**Problem to work on**
Reproduce the stretch of the material from the line containing "This trail-cam photo was taken at dusk. Identify athletic" through the line containing "[49,221,97,271]", replacing "dusk" with "dawn" and changing nothing else.

[Supplied data start]

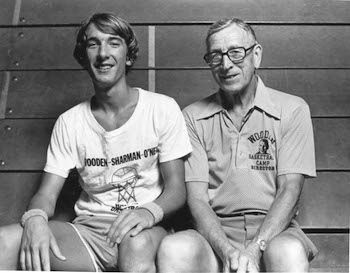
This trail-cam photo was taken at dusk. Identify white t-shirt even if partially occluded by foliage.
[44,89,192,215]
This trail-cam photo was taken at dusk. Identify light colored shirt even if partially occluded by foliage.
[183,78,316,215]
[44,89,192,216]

[Supplied data end]
[Supplied data start]

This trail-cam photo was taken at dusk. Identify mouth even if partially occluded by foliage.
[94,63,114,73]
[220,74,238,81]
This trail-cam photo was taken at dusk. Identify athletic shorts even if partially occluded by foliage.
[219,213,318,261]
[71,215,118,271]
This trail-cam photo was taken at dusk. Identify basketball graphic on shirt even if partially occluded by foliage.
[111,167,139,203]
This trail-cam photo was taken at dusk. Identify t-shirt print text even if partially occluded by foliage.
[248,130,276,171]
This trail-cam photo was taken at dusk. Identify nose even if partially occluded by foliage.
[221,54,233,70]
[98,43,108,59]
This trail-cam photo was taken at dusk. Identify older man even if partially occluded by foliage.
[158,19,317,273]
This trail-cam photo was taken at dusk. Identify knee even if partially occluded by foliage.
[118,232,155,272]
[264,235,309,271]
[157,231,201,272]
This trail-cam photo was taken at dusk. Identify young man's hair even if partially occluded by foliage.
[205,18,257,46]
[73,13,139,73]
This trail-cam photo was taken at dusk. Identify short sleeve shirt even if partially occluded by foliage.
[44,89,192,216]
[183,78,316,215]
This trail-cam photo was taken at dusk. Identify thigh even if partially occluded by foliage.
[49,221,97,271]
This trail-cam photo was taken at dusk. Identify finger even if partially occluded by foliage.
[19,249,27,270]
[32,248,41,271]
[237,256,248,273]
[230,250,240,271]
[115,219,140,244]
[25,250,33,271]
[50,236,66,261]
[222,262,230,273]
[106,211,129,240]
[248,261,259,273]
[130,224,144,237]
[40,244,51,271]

[Supplied data end]
[Supplied data start]

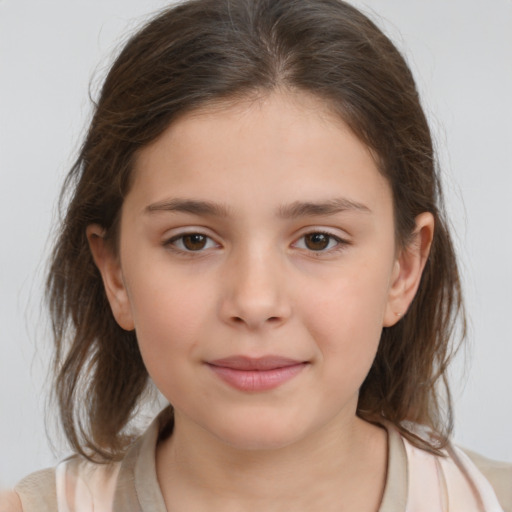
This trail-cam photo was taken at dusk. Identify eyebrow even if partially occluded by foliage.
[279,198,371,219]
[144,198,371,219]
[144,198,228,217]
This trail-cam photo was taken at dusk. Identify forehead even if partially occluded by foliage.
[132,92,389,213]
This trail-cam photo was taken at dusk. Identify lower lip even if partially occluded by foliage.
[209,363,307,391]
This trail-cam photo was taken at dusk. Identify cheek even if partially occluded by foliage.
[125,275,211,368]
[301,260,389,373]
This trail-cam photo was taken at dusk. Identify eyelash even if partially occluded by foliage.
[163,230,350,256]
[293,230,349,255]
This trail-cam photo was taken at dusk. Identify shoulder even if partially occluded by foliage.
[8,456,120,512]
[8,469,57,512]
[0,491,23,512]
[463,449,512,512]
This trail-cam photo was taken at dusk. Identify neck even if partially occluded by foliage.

[Supplied data end]

**Response**
This trail-cam photo was taken at dawn. Identify athletic shorts even if partially occluded by foliage.
[219,213,318,261]
[71,215,118,271]
This trail-cam photo was taken at dawn. Identify basketball graphic on shirt even if partially occluded by foliage.
[111,167,139,203]
This trail-cam photo was taken at dawn. Identify t-shirt print text even if partially occluded by foliage.
[248,130,276,171]
This trail-cam photo was taken at dawn. Identify nose even if partially occluded by foliage.
[221,54,233,70]
[98,43,108,59]
This trail-cam photo was taken at dawn. Identify older man even if partially occluded by foliage.
[158,19,317,273]
This trail-cam photo was taken at dawn. Identify knee even if partially occluded by foliage.
[118,232,155,272]
[264,235,309,271]
[157,231,201,272]
This trail-cam photo was taken at dawn. Identify young man's hair even if partially occluded by foliage.
[205,18,257,46]
[73,13,139,73]
This trail-cam photo was taken at dawn. Identify short sleeve shirt even if partially occluded by foliage.
[44,89,192,216]
[183,78,316,215]
This trail-cam photo was taken at dawn. Identify thigh even if partially occluded by foliage.
[49,221,97,271]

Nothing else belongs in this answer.